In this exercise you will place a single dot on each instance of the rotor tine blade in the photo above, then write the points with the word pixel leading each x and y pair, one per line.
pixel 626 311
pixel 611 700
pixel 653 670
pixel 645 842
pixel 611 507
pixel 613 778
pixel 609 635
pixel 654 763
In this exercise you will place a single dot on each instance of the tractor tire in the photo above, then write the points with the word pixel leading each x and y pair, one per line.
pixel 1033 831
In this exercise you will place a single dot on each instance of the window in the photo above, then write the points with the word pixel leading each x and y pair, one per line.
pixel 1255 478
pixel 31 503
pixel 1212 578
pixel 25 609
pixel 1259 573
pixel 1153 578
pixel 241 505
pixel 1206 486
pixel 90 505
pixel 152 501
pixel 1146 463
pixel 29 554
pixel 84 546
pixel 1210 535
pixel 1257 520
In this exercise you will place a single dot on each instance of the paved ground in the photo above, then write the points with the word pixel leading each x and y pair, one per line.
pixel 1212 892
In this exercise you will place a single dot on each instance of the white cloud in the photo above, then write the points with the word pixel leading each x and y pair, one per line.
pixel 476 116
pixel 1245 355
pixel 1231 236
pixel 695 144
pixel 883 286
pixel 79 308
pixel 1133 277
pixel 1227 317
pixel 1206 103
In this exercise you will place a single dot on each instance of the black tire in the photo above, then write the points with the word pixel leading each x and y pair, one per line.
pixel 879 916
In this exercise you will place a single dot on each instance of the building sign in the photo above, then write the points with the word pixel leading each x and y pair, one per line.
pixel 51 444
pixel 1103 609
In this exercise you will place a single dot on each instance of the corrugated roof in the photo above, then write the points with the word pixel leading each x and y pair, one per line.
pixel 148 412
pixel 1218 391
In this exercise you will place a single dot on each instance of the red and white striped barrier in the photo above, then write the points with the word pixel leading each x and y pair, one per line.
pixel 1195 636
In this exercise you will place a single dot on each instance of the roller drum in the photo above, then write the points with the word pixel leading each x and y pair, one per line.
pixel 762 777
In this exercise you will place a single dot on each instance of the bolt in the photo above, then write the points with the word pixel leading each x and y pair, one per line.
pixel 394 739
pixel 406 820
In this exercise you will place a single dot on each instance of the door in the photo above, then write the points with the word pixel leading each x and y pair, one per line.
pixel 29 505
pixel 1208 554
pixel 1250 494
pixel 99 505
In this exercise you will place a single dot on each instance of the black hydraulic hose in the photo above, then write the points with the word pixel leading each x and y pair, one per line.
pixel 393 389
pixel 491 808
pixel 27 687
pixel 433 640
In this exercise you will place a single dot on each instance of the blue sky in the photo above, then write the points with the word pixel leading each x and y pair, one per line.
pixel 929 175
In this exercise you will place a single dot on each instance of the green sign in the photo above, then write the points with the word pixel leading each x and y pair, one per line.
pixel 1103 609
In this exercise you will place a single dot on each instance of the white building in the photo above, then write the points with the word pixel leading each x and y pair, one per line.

****

> [Exercise instructions]:
Return the listing lines from the line with "of the corrugated" to the line with "pixel 99 505", including both, copied word for word and nothing else.

> [Solution to this problem]:
In this exercise you will place a single dot on each instance of the corrugated roof in the photo above, then write the points with the word pixel leading each x and y pair, one per line.
pixel 148 412
pixel 1218 391
In this exercise you will place a single dot on each instance of the red and white striped barrier in the photo above, then write the points with the word pixel leading each x and y pair, one per line.
pixel 1195 636
In this exercise you will place a single dot on each instance of the roller drum in the photo above, then write the points with the word pixel leading each x and y pair, one per line.
pixel 762 777
In this exercise you will place a single dot on each instance of the bolt in the photo above, then write the points with the word pixel leading each x and y pair, one per line.
pixel 394 739
pixel 406 820
In this exercise you will place a single dot on each instance of the door in the photo above, then write the points with the word pixel leading each x and y pair, one per line.
pixel 29 505
pixel 1208 554
pixel 1250 494
pixel 99 505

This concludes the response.